§ Record excerpts:
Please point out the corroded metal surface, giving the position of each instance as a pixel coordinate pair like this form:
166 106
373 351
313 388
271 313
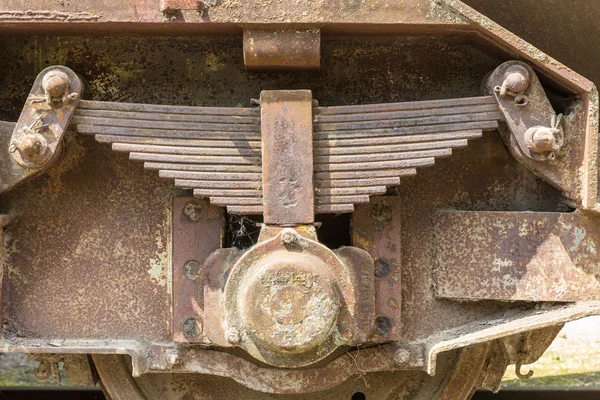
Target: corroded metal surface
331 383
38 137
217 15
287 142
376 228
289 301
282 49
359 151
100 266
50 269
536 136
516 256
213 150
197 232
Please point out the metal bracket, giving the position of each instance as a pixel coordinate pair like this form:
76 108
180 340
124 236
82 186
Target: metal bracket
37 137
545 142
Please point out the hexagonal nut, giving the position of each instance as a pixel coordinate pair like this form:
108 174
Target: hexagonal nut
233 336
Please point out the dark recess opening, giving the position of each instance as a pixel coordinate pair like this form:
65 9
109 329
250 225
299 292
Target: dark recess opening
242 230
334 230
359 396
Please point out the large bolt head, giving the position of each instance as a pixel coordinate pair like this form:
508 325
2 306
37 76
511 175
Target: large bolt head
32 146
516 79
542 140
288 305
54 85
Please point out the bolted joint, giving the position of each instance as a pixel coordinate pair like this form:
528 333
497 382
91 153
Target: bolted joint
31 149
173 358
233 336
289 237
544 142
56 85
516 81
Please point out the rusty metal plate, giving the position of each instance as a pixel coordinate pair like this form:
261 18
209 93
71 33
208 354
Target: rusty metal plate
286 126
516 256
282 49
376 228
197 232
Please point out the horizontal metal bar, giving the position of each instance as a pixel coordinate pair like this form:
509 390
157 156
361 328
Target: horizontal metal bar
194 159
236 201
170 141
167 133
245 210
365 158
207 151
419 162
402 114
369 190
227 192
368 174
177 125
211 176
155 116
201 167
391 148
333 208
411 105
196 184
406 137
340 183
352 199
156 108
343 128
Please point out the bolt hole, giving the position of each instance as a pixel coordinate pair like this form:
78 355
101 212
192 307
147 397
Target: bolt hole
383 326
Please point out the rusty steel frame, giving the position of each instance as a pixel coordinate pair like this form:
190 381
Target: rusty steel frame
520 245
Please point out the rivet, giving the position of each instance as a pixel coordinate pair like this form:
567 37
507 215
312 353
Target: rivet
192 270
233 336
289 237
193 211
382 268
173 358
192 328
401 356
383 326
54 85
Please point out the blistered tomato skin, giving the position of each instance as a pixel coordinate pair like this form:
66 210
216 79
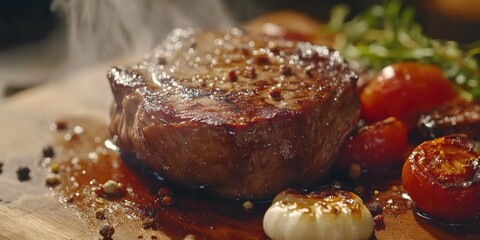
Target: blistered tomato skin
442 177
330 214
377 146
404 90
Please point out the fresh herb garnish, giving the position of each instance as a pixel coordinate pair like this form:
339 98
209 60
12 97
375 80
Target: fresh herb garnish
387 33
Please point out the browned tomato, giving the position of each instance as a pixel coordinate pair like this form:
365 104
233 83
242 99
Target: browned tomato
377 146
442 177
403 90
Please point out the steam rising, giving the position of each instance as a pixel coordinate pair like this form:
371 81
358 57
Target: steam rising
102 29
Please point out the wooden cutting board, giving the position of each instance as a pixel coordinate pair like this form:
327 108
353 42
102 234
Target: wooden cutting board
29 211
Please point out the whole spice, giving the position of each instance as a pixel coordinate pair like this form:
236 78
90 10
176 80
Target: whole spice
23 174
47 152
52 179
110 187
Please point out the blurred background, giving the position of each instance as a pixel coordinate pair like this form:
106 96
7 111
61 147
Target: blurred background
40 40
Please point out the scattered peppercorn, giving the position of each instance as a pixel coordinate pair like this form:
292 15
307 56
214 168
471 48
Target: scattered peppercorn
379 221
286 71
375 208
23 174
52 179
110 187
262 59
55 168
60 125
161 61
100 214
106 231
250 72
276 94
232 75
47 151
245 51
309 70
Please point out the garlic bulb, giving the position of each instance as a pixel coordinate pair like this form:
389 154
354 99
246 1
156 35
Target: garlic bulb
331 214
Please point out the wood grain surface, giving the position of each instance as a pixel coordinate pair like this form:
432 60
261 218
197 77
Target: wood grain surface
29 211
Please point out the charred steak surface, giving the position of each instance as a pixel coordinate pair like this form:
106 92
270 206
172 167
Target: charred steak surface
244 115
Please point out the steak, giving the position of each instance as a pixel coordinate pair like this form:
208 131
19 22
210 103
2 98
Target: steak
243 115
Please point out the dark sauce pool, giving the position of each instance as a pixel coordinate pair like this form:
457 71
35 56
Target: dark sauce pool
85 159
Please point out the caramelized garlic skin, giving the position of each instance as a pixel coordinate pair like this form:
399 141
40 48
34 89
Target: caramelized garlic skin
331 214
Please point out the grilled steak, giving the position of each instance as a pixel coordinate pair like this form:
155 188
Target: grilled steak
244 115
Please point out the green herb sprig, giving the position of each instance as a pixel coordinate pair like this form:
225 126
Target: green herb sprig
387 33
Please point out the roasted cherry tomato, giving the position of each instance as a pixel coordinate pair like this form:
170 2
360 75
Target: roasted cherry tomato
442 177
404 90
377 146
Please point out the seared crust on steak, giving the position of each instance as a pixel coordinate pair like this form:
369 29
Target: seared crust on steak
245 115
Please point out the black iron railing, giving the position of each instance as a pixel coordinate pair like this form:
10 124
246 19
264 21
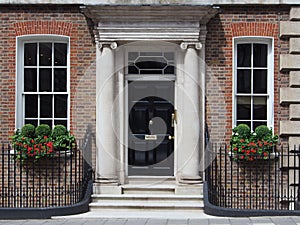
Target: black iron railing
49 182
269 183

---

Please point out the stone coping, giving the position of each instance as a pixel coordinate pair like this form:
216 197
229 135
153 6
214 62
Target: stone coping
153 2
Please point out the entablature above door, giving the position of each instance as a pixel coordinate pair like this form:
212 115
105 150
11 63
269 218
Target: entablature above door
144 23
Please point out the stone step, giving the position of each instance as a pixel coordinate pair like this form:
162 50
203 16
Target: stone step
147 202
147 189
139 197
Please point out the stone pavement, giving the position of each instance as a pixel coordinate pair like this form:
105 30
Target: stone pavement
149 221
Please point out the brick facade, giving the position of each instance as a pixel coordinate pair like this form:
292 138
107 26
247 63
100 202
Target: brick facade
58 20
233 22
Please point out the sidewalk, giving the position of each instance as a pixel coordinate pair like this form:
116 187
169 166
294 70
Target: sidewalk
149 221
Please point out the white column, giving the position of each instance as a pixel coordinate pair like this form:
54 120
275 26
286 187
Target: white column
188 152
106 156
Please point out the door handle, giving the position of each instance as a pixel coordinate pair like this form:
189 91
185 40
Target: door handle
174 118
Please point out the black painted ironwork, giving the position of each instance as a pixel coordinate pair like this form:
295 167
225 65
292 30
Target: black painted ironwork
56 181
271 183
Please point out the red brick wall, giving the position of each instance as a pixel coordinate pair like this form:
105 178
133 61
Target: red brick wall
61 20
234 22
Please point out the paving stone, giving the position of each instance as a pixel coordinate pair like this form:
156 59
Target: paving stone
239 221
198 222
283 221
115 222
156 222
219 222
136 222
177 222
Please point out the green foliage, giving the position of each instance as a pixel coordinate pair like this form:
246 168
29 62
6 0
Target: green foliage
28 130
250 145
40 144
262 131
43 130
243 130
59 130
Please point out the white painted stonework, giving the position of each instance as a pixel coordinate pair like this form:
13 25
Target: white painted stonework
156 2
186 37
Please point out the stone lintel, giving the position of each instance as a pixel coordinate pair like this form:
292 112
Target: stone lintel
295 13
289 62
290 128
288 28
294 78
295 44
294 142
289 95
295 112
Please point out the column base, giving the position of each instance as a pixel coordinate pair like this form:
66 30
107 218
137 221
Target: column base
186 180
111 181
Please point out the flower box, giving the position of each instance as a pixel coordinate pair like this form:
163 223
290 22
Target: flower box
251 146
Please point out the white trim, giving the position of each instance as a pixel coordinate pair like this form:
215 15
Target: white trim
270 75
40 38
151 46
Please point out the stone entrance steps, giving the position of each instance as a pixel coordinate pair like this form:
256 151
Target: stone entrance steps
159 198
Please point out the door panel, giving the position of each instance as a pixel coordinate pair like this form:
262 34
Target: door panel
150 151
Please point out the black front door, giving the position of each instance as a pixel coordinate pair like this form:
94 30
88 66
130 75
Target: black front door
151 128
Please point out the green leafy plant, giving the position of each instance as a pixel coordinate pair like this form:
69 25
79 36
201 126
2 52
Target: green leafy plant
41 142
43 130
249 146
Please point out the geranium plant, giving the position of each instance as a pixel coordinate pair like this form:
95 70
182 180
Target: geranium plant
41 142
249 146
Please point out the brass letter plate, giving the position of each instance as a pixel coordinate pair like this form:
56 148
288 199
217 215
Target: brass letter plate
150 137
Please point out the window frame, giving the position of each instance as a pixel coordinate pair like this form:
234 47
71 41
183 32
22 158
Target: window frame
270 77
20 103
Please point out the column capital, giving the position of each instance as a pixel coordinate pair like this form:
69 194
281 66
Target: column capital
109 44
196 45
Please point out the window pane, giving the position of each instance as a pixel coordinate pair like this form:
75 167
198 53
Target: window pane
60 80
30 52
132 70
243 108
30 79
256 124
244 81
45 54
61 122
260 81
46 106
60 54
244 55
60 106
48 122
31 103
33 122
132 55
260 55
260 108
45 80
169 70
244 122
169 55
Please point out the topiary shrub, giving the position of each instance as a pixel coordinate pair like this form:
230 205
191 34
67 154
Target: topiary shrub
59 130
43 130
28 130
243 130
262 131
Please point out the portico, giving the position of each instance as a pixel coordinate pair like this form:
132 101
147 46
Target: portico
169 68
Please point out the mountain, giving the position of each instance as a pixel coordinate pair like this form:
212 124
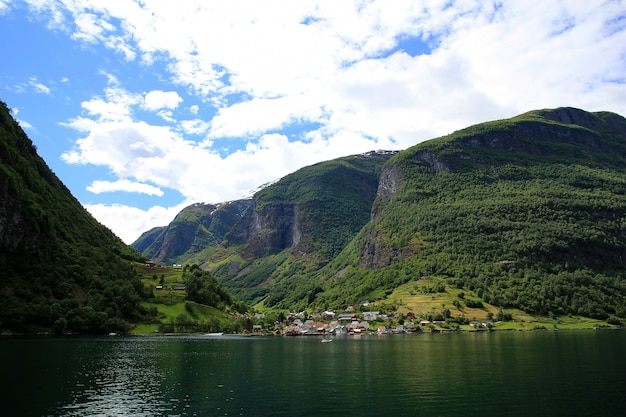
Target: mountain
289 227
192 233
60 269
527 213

§ Challenge: Count how many lines in the entries above contain the string "front", matching case exactly. Give only the number.

§ Final result: 2